- **Point-based annotation data**:
######

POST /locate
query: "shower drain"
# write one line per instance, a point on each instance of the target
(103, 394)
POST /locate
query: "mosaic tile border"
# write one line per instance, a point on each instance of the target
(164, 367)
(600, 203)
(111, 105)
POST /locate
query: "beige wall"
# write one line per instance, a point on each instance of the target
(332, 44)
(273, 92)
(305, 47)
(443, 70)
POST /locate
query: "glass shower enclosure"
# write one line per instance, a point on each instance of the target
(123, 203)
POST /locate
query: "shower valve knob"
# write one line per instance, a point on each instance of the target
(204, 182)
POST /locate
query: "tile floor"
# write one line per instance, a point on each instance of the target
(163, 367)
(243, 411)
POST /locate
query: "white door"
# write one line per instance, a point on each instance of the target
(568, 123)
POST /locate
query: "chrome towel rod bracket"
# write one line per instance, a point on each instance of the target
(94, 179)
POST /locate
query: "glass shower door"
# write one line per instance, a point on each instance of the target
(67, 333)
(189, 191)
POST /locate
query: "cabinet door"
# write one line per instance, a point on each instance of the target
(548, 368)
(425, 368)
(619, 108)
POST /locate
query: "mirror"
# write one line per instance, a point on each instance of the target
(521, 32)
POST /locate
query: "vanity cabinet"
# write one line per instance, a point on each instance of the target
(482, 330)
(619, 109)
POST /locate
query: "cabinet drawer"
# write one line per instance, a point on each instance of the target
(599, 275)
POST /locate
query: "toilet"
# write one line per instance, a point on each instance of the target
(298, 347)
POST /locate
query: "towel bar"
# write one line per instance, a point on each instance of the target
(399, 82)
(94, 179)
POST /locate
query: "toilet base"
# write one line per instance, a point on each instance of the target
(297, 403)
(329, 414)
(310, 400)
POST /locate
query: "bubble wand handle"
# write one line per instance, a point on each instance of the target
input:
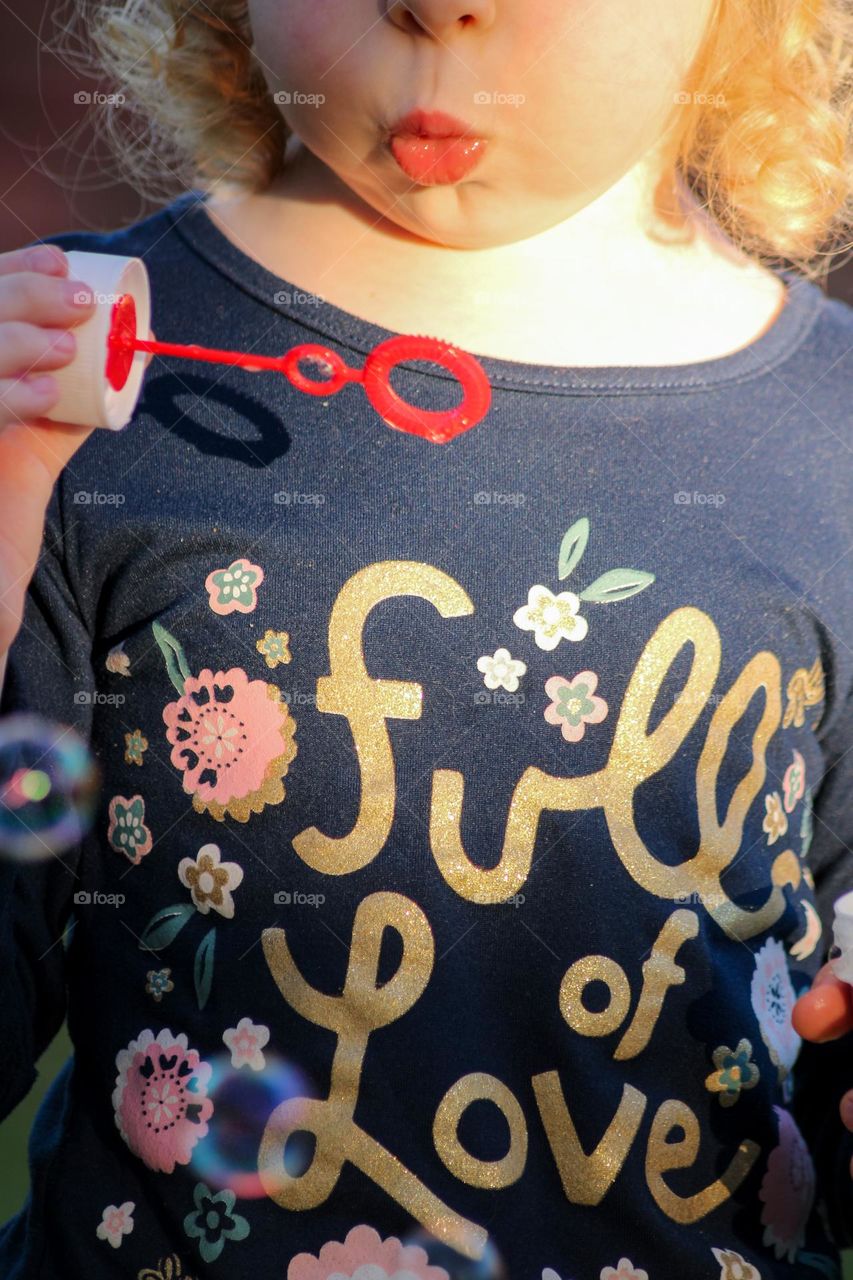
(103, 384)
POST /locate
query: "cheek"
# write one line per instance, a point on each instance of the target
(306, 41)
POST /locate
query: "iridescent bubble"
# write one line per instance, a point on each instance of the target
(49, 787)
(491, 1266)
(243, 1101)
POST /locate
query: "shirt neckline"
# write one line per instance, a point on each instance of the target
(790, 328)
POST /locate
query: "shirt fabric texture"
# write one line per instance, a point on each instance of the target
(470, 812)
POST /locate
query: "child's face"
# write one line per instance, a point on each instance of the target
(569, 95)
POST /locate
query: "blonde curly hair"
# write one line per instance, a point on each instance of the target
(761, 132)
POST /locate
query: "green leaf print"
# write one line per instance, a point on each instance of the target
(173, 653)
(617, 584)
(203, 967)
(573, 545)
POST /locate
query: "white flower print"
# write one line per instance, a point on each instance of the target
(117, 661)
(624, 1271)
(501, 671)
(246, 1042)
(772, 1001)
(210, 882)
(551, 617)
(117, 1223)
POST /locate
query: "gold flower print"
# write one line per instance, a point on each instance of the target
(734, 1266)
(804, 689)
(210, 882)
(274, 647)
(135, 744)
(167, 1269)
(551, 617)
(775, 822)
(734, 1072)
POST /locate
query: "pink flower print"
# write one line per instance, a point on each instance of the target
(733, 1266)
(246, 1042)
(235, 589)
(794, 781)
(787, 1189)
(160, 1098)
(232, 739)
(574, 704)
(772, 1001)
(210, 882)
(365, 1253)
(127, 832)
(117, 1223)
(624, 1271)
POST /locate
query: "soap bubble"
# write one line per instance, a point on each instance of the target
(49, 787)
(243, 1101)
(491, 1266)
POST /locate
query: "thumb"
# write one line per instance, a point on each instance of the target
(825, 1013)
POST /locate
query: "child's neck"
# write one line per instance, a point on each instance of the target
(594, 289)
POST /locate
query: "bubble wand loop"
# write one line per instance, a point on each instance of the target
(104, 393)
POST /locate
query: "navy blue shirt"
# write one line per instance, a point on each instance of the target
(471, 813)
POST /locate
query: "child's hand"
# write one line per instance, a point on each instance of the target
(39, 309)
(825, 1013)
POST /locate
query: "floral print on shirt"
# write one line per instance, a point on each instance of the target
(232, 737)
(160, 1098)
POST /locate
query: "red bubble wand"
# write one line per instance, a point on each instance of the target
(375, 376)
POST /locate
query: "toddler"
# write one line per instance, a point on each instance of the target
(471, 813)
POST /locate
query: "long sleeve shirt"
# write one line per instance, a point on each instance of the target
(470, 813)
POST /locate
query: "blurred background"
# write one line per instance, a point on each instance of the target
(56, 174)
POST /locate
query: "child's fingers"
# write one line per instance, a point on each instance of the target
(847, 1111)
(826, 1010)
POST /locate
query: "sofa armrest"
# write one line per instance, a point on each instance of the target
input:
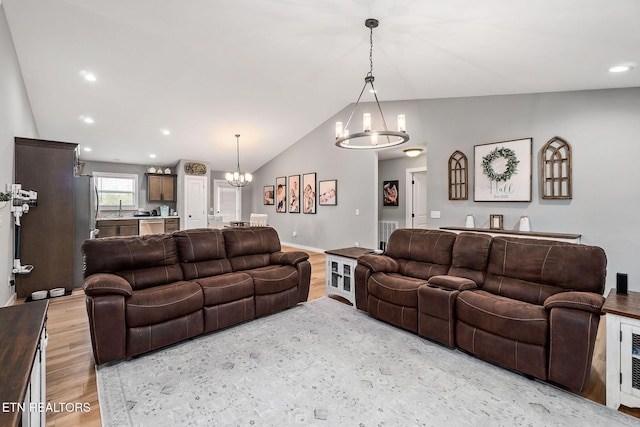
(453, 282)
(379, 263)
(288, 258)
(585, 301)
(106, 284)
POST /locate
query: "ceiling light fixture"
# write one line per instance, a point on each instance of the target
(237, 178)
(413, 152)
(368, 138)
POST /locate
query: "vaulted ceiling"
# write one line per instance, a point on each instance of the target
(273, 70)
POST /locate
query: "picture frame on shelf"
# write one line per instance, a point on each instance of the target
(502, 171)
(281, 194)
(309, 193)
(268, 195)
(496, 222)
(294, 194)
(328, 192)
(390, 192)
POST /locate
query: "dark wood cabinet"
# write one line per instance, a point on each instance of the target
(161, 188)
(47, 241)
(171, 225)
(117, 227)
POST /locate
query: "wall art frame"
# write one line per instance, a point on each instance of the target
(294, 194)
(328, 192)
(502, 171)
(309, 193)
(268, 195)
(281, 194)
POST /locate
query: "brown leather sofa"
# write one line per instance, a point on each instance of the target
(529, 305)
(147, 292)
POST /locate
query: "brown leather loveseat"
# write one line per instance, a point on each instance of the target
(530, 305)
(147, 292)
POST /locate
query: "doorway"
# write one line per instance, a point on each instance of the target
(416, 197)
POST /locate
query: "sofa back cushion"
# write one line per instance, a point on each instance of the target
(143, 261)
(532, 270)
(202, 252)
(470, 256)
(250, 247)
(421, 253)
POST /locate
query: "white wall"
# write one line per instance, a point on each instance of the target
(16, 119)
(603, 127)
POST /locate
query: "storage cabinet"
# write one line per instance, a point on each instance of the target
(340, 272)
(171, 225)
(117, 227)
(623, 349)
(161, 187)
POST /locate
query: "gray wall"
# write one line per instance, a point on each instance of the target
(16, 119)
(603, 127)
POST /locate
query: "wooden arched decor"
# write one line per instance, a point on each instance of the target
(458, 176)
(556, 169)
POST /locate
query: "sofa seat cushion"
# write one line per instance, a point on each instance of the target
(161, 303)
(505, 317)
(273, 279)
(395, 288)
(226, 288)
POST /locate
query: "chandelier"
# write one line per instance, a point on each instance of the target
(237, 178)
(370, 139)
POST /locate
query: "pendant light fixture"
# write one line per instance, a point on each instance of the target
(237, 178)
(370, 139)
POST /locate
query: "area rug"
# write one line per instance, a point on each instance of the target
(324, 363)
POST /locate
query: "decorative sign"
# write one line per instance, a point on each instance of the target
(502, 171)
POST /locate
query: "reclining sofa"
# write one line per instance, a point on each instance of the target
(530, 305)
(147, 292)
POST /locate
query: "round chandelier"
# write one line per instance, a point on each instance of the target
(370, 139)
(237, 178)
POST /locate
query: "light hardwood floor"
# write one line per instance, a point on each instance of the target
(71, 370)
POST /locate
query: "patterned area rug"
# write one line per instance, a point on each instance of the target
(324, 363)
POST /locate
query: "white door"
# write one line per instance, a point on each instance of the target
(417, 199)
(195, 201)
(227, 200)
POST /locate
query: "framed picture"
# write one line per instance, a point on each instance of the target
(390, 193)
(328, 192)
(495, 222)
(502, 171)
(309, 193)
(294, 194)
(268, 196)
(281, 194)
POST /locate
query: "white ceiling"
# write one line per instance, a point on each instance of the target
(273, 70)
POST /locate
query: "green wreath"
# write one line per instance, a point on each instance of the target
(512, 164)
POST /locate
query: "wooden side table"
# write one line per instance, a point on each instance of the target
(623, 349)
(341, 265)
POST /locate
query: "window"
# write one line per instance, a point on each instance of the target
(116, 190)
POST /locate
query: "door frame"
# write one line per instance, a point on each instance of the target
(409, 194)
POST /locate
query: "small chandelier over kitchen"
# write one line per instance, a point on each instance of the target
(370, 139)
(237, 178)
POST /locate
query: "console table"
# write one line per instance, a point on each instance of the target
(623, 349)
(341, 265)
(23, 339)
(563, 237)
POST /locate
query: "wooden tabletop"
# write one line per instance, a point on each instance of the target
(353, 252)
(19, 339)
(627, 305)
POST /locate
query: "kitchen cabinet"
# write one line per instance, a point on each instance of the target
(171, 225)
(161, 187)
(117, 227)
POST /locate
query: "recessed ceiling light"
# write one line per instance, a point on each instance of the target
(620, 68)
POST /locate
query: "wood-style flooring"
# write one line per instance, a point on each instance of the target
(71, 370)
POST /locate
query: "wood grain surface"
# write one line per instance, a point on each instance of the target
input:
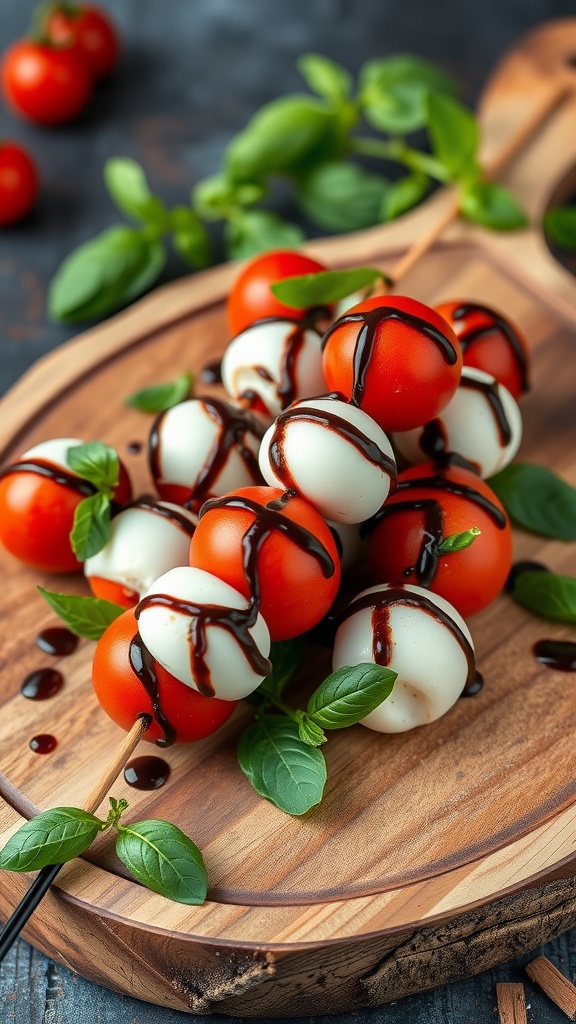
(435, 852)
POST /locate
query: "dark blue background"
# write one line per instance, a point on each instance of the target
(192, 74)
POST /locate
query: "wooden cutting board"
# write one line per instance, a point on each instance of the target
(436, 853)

######

- **Directions**: Count the lines in the material above that contain the string "background", and give only the number.

- **Written solution**: 2